[TASK SET]
A) In the meal-timing passage, which of the three breakfasts in the Fallaize study had the strongest effect on satiety?
B) Continue the meal-timing passage from its last sentence onward.

[PASSAGE TO READ]
◇ ◇ ◇ ◇ ◇
The reduction in melatonin production, as during aging, night-working shifts, or illuminated environments, induces insulin resistance, glucose intolerance, sleep disturbance, and metabolic circadian disorganization characterizing a state of chronodisruption leading to obesity. It is evident that the complex actions of melatonin on both the metabolic side and the control of oxidative stress go in the direction of explaining how the respect of a proper circadian rhythm with an appropriate sleep can help prevent metabolic disorders of pregnant women and, consequently, even an excessive weight gain.


16.5 The Importance of a Correct Timing of the Three Daily Meals


Current evidence suggests that the timing of meals can influence metabolic syndrome by affecting circadian rhythms. In particular, there is huge scientific evidence that breakfast is one of the most important daily moments to give a strong signal of metabolic activation to the whole body, in order to stop obesity and ease weight loss. Odegaard et al. described the strategic importance of breakfast in the fight against at least four “wealth diseases” [20]: obesity, metabolic syndrome, hypertension, and diabetes. This study, like many others under different perspectives, found that those subjects having breakfast only occasionally had the tendency to put on weight, while those having breakfast regularly were significantly protected against the abovementioned disorders, showing a very significant loss of weight compared to the controls: almost 2 kg less in those regularly having breakfast compared to the subjects having it only occasionally or never. To comply with a proper circadian rhythm, breakfast should be the most rich meal of the day.


16.6 Breakfast: The Most Important Signal of Richness to Activate Metabolism


After breakfast, caloric intake should be reduced gradually until having a light dinner early in the evening. Also the composition of breakfast has great importance in the regulation of the mechanisms of satiety during the day. An interesting scientific work proposed by Fallaize et al. [21] compared three different types of breakfasts, with equal energy intake, to evaluate its effect on satiety, hunger, and subsequent calorie intake throughout the day. The first proposed breakfast consisted of eggs with toast, the second cereals, milk, and toast, while the third was a croissant and juice. The ones who had eaten eggs in the morning had significantly reduced their energy intake during lunch and dinner, despite having available unlimited amount of food. The first choice, which showed the highest effect on satiety, was characterized by having a higher protein intake and the lowest percentage in carbohydrates. The choices that are made in the morning affect diet throughout the day by modulating feeding behavior. These evidences are totally forgotten by the lifestyle counseling offered by the vast majority of doctors in southern European countries where breakfast is limited to refined carbohydrates, like biscuits, white bread, or sugar disguised in jam, coffee, or tea or even worse is totally skipped but for a cup of coffee.
◇ ◇ ◇ ◇ ◇
[DATASET CONTENT]

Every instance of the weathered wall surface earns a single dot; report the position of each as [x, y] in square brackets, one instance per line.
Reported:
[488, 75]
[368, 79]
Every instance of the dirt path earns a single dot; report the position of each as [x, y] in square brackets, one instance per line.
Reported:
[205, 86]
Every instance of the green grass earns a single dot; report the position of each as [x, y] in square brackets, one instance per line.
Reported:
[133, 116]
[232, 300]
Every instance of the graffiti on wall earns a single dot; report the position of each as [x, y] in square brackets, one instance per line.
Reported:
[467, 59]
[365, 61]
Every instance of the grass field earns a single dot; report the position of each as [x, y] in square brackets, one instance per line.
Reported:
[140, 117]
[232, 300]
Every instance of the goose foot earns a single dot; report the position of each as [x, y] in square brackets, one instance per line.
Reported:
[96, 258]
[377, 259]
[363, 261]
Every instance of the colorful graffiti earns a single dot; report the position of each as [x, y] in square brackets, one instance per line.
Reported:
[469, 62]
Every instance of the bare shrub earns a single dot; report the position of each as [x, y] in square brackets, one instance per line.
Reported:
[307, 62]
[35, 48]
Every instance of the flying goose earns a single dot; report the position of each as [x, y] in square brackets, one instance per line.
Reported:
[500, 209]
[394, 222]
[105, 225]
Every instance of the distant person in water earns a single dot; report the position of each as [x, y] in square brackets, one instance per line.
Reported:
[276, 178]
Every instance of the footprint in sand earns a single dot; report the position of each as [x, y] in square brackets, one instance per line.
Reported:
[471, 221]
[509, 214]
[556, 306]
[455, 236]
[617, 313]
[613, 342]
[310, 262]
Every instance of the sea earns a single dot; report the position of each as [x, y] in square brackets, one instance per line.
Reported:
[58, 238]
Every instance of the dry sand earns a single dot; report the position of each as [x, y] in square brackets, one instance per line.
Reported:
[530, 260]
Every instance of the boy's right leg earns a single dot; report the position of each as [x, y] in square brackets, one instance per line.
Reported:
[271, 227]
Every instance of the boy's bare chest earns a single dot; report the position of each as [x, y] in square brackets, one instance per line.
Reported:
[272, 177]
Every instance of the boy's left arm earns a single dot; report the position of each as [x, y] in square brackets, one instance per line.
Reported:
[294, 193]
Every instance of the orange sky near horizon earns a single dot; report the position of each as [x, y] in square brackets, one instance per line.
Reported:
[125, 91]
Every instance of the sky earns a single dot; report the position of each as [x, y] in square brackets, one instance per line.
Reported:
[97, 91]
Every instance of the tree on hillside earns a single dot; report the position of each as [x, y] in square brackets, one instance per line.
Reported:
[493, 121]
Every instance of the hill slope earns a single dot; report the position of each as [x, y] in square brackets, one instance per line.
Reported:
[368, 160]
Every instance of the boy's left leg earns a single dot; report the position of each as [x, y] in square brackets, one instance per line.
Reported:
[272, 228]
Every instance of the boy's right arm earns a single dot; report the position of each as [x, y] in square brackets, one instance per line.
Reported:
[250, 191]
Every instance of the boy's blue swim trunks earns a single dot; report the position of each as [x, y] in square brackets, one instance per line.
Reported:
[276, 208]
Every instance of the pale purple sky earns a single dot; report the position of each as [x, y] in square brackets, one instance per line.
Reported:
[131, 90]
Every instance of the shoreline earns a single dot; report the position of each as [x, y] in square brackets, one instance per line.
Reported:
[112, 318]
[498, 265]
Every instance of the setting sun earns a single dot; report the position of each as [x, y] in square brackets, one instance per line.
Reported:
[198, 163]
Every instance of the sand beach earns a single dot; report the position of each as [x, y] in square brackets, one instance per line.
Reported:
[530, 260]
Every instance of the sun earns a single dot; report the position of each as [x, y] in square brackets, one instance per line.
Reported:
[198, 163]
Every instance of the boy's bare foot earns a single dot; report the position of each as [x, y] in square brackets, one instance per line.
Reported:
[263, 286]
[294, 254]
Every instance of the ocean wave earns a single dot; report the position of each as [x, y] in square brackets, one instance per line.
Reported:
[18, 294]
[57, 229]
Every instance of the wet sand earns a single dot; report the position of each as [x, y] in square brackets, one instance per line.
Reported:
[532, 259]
◇ ◇ ◇ ◇ ◇
[EXERCISE ANSWERS]
A) The breakfast of eggs with toast.

B)
16.7 Proteins in Every Meal to Stimulate Metabolism and Build Lean Mass


To lose weight properly, every meal has to be combined with the right amount of protein. Mamerow et al. [22] have in fact precisely defined that the amount of protein required during a day must be distributed in a balanced manner among all three meals. The authors of this study examined the effects of protein distribution on skeletal muscle protein synthesis in healthy adult men and women and measured changes in muscle protein synthesis in response to isoenergetic and isonitrogenous diets with protein at breakfast, lunch, and dinner evenly distributed or skewed. The authors of this study proved that the best balance occurs when the amount of protein of the day is distributed evenly within the three meals.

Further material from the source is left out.